OpenStreetMap DTD, XSD, JSON Schema, etc for commonly shared data

fititnt · November 18, 2022, 4:02pm

I’m interested in eventually creating mapping data at more semantic level (easier automated data integration) and document how people can use it by existing standards. However I noticed that despite the reference format being XML (tooling more mature than JSON and binary formats), the wiki at OSM XML - OpenStreetMap Wiki admit this:

No official .xsd Schema exists. See below and the OSM XML/XSD, and OSM XML/DTD pages for details of unofficial attempts to define the format in those languages!

Since syntax precedes semantics (and is computationally cheaper), already would make sense DTDs/XSDs/etc ready to use!

The idea draft

I see no problem in also having the Wiki documentation like is today (because this is important for humans!), however this idea would eventually have some sort of central repository for the DTD / XSD / etc, and all other common formats used to exchange data between tools even if it is not XML (e.g. if JSON outputs, then common practice would be to have JSON Schema), which is important for non-humans (or tools helping humans, in special developers, find errors).
Then, while not in the same repository (but avoiding being split in several ones, e.g. do something like a monorepo for test cases) have examples of data using these formats. While not ideal to store huge files, it could over time have a considerable amount of data (including small binary formats), so this is why not be on the same main repo. Also, the way CI works, is very convenient to do git clone than download files.
Today is viable for free use GitHub actions to install the dependencies (which likely to be somewhat intense, and while the specs unlikely to change over time, the validations tools might break ) to automate checks online of the validators themselves, so could be viable receive small changes over time and without need to people install the tooling in their computers.

--- WRITTEN INSTRUCTION ---
Decide whether each statement agrees with the forum post on OpenStreetMap schemas, answering yes or no and quoting the words that settle it: (a) An official XSD schema exists for the OSM XML format. (b) The post proposes keeping the example data in the same main repository as the schemas. (c) The post sees no problem with keeping the wiki documentation as it is today. The data on this page is not needed for anything here.

--- PROVIDED DATA ---

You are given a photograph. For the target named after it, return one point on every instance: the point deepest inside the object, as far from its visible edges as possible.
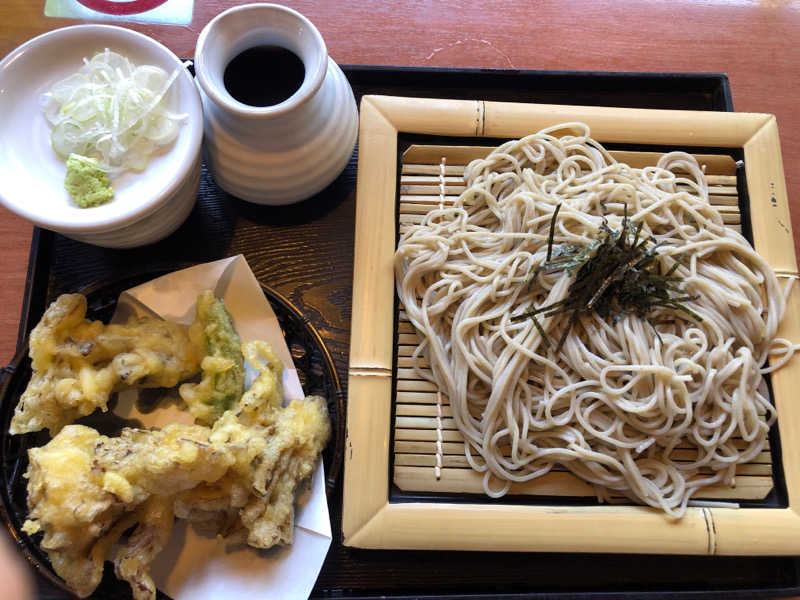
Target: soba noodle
(618, 400)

--- WRITTEN SOLUTION ---
(a) No: "No official .xsd Schema exists."
(b) No: "so this is why not be on the same main repo."
(c) Yes: "I see no problem in also having the Wiki documentation like is today"